• THE PROBLEM:
Count the lines in the entries below that include the word "face", and reply with that number alone.

****************************************

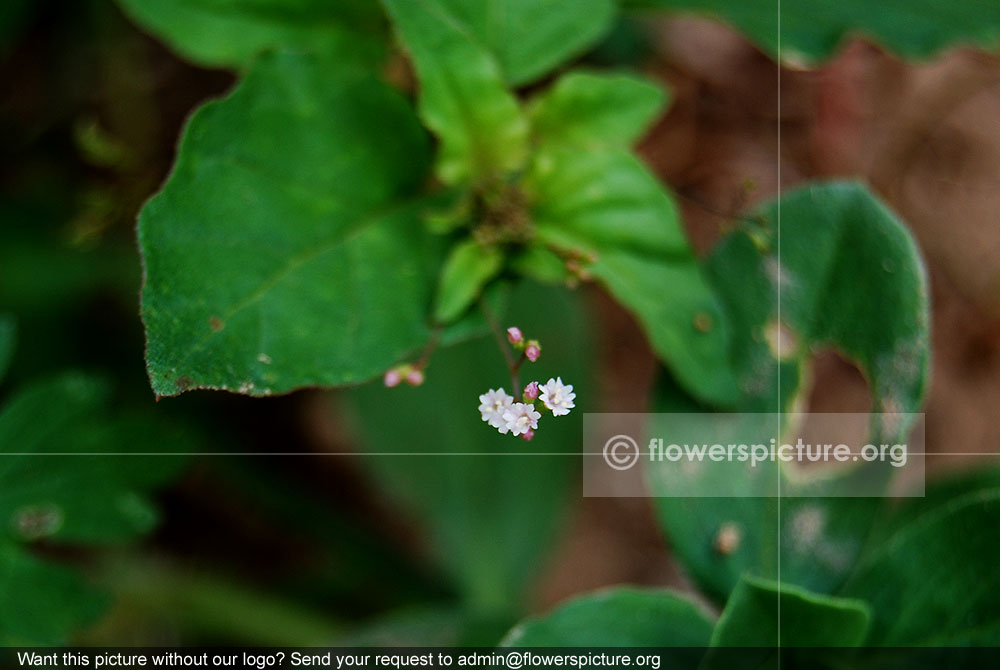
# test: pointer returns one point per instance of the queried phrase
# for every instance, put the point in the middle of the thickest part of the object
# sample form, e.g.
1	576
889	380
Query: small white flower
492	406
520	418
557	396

****************************************

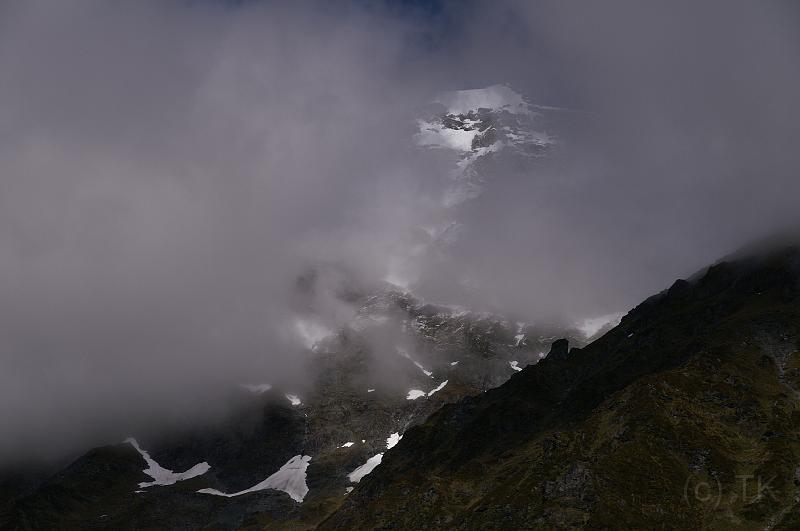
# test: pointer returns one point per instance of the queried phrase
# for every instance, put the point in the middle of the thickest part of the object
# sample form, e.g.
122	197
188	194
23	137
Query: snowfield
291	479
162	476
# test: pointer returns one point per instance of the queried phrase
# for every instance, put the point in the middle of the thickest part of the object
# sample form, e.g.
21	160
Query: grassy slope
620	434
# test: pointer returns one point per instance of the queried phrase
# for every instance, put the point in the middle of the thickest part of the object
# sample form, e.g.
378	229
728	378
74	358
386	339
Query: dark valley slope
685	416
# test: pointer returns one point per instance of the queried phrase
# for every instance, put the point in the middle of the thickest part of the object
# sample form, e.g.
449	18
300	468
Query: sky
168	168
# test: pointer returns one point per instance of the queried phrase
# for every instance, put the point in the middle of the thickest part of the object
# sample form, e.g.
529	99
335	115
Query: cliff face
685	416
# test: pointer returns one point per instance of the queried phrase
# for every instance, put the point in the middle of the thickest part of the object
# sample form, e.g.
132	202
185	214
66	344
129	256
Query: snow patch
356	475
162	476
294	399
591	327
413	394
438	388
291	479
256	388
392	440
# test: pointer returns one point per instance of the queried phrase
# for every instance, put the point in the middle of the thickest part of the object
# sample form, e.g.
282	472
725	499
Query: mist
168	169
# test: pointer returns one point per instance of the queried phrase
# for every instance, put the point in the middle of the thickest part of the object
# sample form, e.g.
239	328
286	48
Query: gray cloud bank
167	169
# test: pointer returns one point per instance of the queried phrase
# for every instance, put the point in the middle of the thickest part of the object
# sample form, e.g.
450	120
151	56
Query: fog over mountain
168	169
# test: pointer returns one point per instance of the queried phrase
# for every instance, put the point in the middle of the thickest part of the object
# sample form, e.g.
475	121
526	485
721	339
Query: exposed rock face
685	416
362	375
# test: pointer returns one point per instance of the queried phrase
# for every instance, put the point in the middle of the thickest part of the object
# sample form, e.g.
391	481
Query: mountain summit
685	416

****************************************

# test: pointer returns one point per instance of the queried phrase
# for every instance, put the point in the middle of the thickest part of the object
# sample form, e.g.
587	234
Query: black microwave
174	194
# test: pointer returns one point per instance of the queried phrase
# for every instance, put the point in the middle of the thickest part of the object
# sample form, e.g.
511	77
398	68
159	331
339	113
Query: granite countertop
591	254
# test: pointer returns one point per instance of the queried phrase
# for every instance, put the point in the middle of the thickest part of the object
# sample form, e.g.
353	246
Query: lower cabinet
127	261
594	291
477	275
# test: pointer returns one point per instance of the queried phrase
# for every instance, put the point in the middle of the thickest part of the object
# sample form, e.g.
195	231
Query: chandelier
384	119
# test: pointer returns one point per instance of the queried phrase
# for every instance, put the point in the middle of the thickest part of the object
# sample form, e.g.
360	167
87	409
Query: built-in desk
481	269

****************************************

• THE RESULT:
2